* **JOB A**
According to the blog post about the Peabody Essex Museum, in what year was the museum established?

* **ARTICLE**
[start]
I call this blog The Maniacal Traveler because I have a mania for travel in all its forms. Visiting museums, wherever they are, is a sort of super-condensed travel, or tiny travel. The Peabody Essex Museum – established by the sea captains of Salem, Massachusetts in 1799, before the notion of a museum even existed — is a tiny travel dream because of its rich history, its amazing collection, and its innovative and quirky special exhibits.
Case in point: Recently, I pulled The Seal out of school to travel to a world of guitar-playing zebra finches in the special exhibit, from here to ear, by French artist Céleste Boursier-Mougenot.
In the exhibit, 70 or so zebra finches fly and flit around a large space and land on various Gibson Les Paul and Thunderbird bass guitars set on posts about three and a half feet off the ground. When the finches perch and peck on the guitar strings, they make music, of a sort, in a fascinating display of human-animal collaboration.
[end]
* **JOB B**
Rewrite the records starting at their first line and ending at the line containing "Query: scrub top neckline", changing "endpoint" to "service" and leaving everything else as it is.

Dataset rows
[start]
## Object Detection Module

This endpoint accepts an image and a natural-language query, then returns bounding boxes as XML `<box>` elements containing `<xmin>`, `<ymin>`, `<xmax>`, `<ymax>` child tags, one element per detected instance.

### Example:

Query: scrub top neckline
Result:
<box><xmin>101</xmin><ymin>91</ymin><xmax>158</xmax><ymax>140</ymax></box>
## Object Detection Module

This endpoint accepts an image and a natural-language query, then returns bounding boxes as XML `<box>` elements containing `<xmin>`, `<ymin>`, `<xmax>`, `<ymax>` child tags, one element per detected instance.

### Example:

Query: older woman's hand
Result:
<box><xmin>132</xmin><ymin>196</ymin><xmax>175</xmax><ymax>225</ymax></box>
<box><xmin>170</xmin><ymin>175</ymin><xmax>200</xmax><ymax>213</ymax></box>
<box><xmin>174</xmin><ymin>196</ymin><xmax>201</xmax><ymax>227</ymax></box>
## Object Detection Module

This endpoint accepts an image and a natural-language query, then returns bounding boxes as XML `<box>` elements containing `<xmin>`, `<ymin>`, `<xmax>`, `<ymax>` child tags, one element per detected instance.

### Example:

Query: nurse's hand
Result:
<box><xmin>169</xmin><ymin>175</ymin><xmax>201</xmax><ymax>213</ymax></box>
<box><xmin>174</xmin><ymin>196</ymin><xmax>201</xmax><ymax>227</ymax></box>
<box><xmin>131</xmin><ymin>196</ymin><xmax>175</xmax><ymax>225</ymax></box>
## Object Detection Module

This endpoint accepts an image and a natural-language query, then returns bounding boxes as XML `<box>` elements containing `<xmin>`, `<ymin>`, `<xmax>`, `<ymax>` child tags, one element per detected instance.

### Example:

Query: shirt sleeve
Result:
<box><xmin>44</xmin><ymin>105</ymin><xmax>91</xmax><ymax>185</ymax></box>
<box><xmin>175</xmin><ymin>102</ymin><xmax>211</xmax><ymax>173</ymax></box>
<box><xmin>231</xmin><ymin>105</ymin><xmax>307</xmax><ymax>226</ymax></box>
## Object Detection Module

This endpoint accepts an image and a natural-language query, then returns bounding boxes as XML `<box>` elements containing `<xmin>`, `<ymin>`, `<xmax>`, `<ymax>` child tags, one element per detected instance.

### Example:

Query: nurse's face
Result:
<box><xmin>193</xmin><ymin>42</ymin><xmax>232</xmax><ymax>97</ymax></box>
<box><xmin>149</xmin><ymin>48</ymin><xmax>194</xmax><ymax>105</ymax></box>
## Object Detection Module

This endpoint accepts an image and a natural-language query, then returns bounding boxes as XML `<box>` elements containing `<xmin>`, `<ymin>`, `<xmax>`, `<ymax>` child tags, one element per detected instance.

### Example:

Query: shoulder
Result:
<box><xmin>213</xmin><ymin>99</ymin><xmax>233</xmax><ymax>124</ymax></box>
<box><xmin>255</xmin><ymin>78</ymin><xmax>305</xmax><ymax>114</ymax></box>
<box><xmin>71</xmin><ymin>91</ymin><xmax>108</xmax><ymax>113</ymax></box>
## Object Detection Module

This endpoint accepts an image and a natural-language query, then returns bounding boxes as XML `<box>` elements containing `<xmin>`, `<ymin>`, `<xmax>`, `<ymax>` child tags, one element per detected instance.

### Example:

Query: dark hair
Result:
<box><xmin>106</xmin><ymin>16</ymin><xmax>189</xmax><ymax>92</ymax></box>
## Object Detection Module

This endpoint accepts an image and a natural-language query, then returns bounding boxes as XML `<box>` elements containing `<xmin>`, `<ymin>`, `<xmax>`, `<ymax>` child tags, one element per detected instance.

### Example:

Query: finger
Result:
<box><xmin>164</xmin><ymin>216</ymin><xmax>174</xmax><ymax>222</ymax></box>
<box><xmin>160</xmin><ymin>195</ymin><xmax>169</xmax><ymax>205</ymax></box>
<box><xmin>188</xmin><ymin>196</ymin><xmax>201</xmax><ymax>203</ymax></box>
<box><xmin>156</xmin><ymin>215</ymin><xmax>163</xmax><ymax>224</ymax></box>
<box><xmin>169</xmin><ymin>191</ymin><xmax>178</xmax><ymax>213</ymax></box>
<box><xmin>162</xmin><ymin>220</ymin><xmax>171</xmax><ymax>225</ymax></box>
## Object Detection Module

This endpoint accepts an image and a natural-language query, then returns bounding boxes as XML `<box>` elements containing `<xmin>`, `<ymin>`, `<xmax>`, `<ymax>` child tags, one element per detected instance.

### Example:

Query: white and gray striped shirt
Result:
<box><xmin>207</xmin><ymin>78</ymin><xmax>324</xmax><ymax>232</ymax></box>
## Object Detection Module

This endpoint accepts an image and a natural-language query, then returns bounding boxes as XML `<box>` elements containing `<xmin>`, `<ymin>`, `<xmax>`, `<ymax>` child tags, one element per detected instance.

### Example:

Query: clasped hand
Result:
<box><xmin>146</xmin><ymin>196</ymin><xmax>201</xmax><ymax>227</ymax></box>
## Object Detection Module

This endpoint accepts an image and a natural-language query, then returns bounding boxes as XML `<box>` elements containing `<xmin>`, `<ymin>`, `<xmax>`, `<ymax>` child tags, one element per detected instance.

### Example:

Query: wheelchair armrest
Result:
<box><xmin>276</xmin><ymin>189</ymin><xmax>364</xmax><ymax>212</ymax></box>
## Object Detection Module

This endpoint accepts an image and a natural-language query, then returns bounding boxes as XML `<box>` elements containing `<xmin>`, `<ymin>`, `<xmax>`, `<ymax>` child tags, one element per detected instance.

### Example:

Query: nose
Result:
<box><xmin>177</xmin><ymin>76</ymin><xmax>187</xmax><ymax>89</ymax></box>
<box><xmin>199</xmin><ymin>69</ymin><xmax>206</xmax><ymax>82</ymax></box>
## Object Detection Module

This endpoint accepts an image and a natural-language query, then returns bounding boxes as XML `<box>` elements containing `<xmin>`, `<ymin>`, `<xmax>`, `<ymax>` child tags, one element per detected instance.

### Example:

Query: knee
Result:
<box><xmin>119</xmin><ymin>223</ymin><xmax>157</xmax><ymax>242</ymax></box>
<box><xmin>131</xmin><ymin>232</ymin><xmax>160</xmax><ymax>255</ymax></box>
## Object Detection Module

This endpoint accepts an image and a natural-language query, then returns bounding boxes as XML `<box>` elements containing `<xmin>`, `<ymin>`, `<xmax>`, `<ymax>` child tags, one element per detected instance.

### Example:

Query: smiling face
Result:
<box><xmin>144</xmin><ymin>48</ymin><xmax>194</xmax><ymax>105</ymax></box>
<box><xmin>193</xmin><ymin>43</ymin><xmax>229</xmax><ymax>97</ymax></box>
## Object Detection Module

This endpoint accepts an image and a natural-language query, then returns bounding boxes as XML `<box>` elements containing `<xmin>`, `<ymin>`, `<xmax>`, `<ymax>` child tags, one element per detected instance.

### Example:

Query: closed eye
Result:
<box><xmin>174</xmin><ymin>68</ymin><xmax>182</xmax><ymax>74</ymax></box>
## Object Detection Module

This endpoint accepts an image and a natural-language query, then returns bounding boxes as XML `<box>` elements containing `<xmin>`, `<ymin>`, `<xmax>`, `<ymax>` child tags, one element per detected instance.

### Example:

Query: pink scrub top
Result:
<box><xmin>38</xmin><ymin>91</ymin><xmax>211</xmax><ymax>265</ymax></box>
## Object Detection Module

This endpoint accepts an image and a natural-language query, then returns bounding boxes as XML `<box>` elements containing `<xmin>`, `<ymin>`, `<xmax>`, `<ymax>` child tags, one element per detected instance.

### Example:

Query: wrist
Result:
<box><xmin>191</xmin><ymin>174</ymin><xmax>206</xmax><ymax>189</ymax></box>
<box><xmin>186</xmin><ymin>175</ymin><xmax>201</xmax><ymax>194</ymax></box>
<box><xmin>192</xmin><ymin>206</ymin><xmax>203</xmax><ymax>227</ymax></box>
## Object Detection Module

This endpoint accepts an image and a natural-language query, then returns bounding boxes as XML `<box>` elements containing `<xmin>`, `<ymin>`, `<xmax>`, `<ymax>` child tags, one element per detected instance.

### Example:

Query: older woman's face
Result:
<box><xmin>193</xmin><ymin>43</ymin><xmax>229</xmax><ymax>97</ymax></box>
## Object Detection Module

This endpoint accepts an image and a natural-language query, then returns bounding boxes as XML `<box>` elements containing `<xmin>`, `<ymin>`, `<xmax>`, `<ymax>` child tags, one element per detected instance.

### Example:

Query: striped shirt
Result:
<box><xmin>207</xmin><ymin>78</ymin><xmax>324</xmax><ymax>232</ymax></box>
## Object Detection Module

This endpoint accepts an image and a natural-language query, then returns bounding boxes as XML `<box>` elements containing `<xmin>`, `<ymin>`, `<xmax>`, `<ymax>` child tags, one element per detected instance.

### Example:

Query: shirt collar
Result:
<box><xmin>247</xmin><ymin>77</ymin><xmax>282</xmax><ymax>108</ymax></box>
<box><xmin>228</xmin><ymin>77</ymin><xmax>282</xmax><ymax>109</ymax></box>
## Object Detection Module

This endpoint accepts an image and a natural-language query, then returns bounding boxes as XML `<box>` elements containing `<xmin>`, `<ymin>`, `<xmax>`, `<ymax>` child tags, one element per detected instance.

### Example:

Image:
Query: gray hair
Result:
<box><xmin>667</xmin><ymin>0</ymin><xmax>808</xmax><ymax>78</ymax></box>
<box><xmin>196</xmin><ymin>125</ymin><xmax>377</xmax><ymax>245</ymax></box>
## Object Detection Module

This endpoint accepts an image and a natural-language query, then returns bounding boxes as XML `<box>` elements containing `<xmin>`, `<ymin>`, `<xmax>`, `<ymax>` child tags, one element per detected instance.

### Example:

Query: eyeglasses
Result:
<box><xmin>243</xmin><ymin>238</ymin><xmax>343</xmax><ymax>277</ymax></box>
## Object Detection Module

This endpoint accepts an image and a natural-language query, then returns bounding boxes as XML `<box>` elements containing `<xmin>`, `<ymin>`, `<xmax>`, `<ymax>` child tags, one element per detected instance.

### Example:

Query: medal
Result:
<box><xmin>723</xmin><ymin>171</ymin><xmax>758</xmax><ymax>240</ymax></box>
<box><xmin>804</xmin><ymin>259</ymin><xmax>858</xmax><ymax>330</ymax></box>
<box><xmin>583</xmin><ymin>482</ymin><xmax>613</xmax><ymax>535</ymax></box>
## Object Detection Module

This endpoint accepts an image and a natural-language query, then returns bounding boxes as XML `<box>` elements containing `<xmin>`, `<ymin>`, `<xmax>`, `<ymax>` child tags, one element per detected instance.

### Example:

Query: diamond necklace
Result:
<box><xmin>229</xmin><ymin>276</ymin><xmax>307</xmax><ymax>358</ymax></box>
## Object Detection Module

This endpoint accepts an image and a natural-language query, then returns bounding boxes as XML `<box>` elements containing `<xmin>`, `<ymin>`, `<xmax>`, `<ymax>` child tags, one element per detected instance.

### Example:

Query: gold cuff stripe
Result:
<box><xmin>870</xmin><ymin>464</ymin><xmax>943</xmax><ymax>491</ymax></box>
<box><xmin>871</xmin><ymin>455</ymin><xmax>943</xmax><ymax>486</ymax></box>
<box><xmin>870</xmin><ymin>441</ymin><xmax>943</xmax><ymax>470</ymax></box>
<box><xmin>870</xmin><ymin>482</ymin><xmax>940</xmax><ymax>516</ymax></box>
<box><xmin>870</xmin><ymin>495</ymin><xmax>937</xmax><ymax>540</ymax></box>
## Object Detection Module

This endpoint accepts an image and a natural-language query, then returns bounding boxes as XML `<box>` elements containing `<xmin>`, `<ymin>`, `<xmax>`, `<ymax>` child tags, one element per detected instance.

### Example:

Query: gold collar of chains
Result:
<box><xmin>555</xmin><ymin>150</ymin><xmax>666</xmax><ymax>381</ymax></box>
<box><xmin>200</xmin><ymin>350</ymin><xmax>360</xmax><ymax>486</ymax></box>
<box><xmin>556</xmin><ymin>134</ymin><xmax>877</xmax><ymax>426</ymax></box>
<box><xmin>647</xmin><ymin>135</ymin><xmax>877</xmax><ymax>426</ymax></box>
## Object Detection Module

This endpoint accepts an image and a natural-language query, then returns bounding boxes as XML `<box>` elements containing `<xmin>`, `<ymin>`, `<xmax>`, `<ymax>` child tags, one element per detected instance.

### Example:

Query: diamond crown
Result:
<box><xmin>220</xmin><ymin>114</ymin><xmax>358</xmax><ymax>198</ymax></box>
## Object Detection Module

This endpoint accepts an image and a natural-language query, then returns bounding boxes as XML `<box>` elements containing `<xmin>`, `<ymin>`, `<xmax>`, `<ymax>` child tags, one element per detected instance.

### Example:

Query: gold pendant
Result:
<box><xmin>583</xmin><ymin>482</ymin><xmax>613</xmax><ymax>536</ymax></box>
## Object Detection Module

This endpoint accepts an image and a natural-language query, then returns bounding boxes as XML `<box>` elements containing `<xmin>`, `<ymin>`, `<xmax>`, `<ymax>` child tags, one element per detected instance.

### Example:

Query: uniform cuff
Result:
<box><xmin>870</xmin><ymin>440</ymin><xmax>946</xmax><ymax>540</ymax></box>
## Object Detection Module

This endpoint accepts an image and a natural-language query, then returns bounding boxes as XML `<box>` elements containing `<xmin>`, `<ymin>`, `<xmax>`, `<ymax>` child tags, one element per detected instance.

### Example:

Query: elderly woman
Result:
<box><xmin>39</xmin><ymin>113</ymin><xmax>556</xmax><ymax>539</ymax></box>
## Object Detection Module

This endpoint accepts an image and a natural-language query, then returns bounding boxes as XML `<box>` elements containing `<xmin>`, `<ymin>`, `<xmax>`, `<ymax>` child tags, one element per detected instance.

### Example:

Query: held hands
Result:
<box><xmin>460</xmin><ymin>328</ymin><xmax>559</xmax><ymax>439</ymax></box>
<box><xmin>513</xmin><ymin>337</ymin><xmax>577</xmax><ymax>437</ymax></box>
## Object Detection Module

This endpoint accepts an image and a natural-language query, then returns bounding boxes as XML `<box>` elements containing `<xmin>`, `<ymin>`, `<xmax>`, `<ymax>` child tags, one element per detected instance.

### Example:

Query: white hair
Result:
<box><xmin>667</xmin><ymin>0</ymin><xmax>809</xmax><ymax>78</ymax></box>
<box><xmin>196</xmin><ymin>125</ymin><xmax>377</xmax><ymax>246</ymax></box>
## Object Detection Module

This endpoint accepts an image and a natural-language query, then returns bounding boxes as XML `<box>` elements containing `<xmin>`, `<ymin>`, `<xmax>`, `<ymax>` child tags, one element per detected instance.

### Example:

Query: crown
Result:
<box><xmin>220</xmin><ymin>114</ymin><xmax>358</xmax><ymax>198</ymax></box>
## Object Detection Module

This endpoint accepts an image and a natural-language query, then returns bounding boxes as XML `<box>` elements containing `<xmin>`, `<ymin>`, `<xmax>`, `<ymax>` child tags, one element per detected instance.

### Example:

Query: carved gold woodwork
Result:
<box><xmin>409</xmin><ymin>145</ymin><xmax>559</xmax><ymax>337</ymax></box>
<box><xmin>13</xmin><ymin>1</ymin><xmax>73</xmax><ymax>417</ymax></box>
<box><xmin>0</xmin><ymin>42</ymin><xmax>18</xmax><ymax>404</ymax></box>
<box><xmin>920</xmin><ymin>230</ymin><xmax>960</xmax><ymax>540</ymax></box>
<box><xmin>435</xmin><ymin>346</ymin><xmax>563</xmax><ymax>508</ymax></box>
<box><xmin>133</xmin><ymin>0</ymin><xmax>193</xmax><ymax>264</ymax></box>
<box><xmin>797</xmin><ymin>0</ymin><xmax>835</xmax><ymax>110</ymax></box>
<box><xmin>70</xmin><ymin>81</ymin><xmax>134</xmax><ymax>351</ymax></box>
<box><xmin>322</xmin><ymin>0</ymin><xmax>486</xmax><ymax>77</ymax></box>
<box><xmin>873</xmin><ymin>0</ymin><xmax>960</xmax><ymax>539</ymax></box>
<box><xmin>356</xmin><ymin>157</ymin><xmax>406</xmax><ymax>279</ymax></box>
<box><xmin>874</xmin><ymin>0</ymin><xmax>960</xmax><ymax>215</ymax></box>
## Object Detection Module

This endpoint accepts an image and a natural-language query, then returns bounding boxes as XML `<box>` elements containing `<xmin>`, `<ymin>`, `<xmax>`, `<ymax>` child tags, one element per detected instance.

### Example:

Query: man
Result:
[end]
* **WORKED SOLUTION A**
1799

* **WORKED SOLUTION B**
## Object Detection Module

This service accepts an image and a natural-language query, then returns bounding boxes as XML `<box>` elements containing `<xmin>`, `<ymin>`, `<xmax>`, `<ymax>` child tags, one element per detected instance.

### Example:

Query: scrub top neckline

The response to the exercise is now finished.